Цель задания 1:
Кто, согласно тексту о постановке «Отелло», должен еле заметным кивком поманить Родриго?

Фрагмент документа:
───
Я еле дожидаюсь завтрашнего дня.

Ах, как хорошо быть живописцем и не зависеть ни от кого — встал, взял в руки кисть и рисуй себе!

Хорошо бы, конечно, узнать, что в свою очередь мучает их, живописцев?

Анатолий Васильевич, у актера X заболели зубы.

Анатолий Васильевич, сегодня по ошибке забыли вызвать актрису У.

Анатолий Васильевич, актер Z почувствовал, что у него колет сердце.

Все это так, и обмана тут нет, но отменяются репетиции, и я думаю: «Неужели кто-то надеется, что время стоит и что мы всё успеем?»

*

Мы много раз меняем начало «Отелло». Пусть лучше Яго еле заметным кивком поманит Родриго, тот подойдет, и оба они выйдут вперед, а остальные так и будут сидеть на большой скамье.

Выйдя вперед, Яго и Родриго обернутся к сидящим и долго будут смотреть на них. Там, в глубине, остались жертвы интриги Яго. Пускай зал замрет в предчувствии того, что должно здесь свершиться. А затем, отойдя в сторону и продолжая показывать на сидящих, Яго начнет говорить, как ненавидит он мавра. Надо не быт запланировать, а тему.

Между Брабанцио и Дожем происходит удивительный разговор. Но, чтобы смысл его стал понятен, этим мужчинам нужно очень серьезно играть. Я видел однажды Дожа, который почему-то был смешным старичком. Раз его роль маловата, надо придумать характерность — вот заблуждение актеров.

Между смешным старичком и тем другим, довольно плохим артистом, который играл Брабанцио. путного не было ничего.

Между тем, по Шекспиру, у них, как я уже написал, разговор удивительный.

После того как дочка Брабанцио предпочла мавра, Дож, решив утешить отца, сказал ему, что надо легко относиться к несчастью. В ответ сенатор спросил, отчего же Дож легко не относится к мысли о взятии турками Кипра? И дальше в резких словах он дал понять, что только чужое горе может легко восприниматься. Сильнейший разговор такого свойства должен быть понятен каждому.

Но как его понять, если сам артист не понимает, играет в этом месте что угодно, но только не серьезнейшую тему.

Когда речь идет об общих видениях или об общих трактовках, я вынужден не соглашаться даже со Станиславским.

Ведь творчество лично, и у меня свои трактовки. Возможно, объективно они и хуже, но чувствовать и мыслить так, как он, я, к сожалению, не в силах. У меня и быт другой и все привычки и знания другие. И все другое, что вокруг меня. Совсем другое, чем то, что окружало Станиславского. Отсюда — разница трактовок.
───
[Сохранённые записи]
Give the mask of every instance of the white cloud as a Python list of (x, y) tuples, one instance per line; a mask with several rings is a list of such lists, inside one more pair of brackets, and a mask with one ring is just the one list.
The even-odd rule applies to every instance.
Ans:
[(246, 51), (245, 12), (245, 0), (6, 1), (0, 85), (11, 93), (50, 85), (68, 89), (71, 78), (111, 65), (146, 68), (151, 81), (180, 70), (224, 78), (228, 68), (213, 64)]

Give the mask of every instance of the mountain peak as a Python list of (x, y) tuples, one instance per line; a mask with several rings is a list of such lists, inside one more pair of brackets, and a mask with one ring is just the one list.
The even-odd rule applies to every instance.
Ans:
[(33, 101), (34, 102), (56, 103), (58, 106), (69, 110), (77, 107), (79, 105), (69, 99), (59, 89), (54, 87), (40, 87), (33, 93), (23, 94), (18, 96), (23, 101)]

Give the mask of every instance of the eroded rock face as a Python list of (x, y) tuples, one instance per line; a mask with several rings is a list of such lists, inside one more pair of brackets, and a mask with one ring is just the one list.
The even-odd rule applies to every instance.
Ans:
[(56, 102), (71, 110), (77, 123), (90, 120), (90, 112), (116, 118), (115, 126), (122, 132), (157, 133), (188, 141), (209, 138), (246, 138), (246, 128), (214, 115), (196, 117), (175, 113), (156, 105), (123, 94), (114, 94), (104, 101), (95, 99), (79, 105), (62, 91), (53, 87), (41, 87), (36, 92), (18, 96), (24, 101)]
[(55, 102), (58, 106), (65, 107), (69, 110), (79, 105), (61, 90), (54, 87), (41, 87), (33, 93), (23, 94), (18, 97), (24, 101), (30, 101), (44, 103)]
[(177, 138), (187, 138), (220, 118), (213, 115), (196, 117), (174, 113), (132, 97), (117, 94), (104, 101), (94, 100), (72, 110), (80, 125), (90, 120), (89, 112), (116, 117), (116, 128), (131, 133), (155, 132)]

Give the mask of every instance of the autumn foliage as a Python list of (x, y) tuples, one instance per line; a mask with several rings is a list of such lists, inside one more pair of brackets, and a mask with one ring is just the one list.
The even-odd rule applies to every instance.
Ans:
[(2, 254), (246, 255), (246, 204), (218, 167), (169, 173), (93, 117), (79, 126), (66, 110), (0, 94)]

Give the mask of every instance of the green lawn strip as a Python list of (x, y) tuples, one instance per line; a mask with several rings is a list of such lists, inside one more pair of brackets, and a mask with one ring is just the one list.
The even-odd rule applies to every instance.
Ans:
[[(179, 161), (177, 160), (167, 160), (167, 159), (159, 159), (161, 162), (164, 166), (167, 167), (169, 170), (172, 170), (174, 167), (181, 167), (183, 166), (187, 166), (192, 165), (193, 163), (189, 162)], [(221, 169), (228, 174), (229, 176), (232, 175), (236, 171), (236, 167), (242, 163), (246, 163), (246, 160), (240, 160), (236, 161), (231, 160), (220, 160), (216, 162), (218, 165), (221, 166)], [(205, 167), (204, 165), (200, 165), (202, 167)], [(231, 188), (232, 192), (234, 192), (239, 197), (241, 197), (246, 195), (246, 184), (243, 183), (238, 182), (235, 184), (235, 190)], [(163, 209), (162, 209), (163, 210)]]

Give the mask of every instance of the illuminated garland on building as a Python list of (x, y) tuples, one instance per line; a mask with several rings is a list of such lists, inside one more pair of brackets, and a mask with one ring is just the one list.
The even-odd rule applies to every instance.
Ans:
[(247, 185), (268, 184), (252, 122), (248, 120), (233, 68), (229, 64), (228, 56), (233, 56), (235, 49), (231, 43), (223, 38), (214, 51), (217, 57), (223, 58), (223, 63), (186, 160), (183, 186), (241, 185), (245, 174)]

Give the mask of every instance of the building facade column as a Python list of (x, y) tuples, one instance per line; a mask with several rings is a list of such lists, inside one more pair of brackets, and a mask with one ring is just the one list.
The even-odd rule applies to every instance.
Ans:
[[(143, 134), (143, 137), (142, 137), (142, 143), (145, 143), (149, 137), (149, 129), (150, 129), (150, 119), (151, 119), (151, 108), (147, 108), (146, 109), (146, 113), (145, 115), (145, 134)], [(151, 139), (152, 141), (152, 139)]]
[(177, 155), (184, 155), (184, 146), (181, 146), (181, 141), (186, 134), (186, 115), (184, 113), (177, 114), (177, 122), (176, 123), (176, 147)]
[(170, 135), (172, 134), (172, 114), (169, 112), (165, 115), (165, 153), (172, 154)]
───
Цель задания 2:
Воспроизведите без изменений ту часть записей, которая открывается строкой, содержащей «Give the mask of every instance of the autumn», и завершается строкой, содержащей «185), (245, 174)]», включая обе эти строки.

Ответ 1:
Яго.

Ответ 2:
Give the mask of every instance of the autumn foliage as a Python list of (x, y) tuples, one instance per line; a mask with several rings is a list of such lists, inside one more pair of brackets, and a mask with one ring is just the one list.
The even-odd rule applies to every instance.
Ans:
[(2, 254), (246, 255), (246, 204), (218, 167), (169, 173), (93, 117), (79, 126), (66, 110), (0, 94)]

Give the mask of every instance of the green lawn strip as a Python list of (x, y) tuples, one instance per line; a mask with several rings is a list of such lists, inside one more pair of brackets, and a mask with one ring is just the one list.
The even-odd rule applies to every instance.
Ans:
[[(179, 161), (177, 160), (167, 160), (167, 159), (159, 159), (161, 162), (164, 166), (167, 167), (169, 170), (172, 170), (174, 167), (181, 167), (183, 166), (187, 166), (192, 165), (193, 163), (189, 162)], [(221, 169), (228, 174), (229, 176), (232, 175), (236, 171), (236, 167), (242, 163), (246, 163), (246, 160), (240, 160), (236, 161), (231, 160), (220, 160), (216, 162), (218, 165), (221, 166)], [(205, 167), (204, 165), (200, 165), (202, 167)], [(231, 188), (232, 192), (234, 192), (239, 197), (241, 197), (246, 195), (246, 184), (243, 183), (238, 182), (235, 184), (235, 190)], [(163, 209), (162, 209), (163, 210)]]

Give the mask of every instance of the illuminated garland on building as a Python list of (x, y) tuples, one instance per line; a mask with several rings is a list of such lists, inside one more pair of brackets, and a mask with one ring is just the one list.
The even-odd rule applies to every instance.
Ans:
[(247, 185), (268, 184), (252, 122), (248, 120), (233, 68), (229, 64), (228, 56), (233, 56), (235, 49), (231, 43), (223, 38), (214, 51), (217, 57), (223, 58), (223, 63), (186, 160), (183, 186), (241, 185), (245, 174)]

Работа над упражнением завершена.